> WHAT IS ASKED
Please explain, in one to three sentences, why the Council negotiations described in the merger referral passage below sought to make the referral system more flexible and effective.

3. The Council negotiations leading to Council Regulation (EC) No 139/04, focused on making the referral system more flexible and effective in order to ensure that a concentration would be dealt with by the authority best placed to analyse its competitive effects and, where appropriate, to restore effective competition, whilst taking account of the principles of subsidiarity and the "one stop shop" as well as maintaining legal certainty to the utmost extent possible. Articles 4(5) and 22 ECMR, to which these Principles refer, provide for referrals of cases from the Member States to the EU Commission.
According to recital (14) ECMR, referrals of concentrations should be made in an efficient manner avoiding, to the greatest extent possible, situations where a concentration is subject to both pre- and post-filing referrals. This entails close cooperation with efficient information-sharing and consultation between the EU Commission and the NCAs in applying their respective competencies.

> DATASET ENTRIES
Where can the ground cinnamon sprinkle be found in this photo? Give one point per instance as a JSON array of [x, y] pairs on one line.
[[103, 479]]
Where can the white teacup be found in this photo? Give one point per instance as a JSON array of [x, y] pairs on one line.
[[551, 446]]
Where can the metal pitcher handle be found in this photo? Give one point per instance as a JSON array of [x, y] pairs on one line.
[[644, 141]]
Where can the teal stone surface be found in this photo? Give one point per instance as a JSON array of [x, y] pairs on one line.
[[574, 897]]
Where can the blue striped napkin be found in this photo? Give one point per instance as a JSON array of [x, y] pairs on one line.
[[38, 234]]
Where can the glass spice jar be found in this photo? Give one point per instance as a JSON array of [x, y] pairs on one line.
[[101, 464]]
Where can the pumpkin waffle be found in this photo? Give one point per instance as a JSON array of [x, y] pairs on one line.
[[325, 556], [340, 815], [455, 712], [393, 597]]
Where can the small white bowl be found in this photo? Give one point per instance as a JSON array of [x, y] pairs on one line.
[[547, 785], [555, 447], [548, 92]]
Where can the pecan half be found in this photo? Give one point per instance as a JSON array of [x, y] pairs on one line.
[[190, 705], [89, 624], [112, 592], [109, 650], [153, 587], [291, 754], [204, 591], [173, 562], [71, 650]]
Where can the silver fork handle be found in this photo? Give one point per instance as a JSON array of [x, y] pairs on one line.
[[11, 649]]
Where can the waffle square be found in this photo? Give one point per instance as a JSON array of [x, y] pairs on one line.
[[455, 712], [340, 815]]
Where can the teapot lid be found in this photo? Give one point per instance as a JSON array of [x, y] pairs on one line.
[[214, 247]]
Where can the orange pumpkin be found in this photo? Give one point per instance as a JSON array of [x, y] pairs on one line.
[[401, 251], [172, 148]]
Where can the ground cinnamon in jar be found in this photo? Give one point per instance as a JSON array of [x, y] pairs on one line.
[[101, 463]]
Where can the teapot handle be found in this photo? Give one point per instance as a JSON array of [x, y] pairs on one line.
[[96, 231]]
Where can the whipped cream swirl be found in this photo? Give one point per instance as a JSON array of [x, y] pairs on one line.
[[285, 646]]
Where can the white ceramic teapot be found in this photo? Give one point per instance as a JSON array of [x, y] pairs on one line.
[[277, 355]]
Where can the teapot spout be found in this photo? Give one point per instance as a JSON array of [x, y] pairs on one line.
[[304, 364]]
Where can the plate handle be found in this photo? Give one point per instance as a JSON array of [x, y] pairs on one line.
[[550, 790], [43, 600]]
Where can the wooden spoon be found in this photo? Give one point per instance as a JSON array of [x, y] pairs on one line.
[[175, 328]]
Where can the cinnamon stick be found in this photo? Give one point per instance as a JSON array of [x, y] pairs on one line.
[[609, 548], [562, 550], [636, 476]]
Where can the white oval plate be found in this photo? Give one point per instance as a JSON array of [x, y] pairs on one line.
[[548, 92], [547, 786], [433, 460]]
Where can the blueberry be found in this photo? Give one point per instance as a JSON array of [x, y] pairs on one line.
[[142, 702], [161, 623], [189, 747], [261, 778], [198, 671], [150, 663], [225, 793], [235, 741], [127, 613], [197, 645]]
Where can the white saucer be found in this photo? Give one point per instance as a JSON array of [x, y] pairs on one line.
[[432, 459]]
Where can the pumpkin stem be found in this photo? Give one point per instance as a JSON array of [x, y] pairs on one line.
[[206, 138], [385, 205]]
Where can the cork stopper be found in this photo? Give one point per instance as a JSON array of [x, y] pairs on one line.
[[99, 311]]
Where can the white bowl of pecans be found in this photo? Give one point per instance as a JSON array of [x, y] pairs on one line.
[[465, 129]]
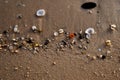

> EXERCISE RESULT
They sought this so that a concentration would be handled by the authority best placed to analyze its competitive effects and, where appropriate, restore effective competition. This was to be achieved while respecting subsidiarity and the "one stop shop" principle and keeping legal certainty as high as possible.